PASSAGE TO READ:
## Start

Um, no. When you are trying to get your research published, you can't afford to be a bigot. You are in no position to dictate to them what they must accept. They tell you "If you want to be printed in our journal, here is what you must do." This is life. In the academic community, having your work published in journals is very important. It's now you get it disseminated and how you get your name recognised. You take a poor attitude, like the one you espouse, with the journals, they just won't publish your work. It's that simple. A single, small, researcher is not enough to force any kind of changes on them.
In the real world, it's the big dogs that dictate the way things get done. In the case of the research community, that is often the journals. You play by their rules or you don't get to play.
Interesting you mention the issue of (La)TeX being used predominantly by the maths community. (I assume you really mean "scientific", rather that just maths.)
I think LaTeX, at least, is a very under-rated tool for non-scientific work. Even if you don't need the equations and such, it still has excellent support for document structure, citations and cross-references, importing external data and indexing, all significant improvements over the closest equivalents in most word processing packages. The only serious letdown is the table support, which is very powerful, but about as user friendly as a '60s mainframe.

## End

TASK OBJECTIVE:
According to the passage on academic publishing and LaTeX, what is LaTeX's only serious letdown?

RAW RECORDS:
## Start

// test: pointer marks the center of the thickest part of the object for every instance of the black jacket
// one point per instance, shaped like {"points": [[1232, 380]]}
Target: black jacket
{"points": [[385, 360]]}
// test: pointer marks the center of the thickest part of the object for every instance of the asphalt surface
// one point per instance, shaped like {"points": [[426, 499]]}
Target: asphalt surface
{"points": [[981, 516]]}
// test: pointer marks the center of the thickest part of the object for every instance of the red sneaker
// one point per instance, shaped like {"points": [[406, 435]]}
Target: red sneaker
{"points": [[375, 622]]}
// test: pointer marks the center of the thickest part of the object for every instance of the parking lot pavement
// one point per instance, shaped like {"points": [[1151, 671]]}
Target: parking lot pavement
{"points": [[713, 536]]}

## End

COMPLETED TASK:
Its table support is the only serious letdown.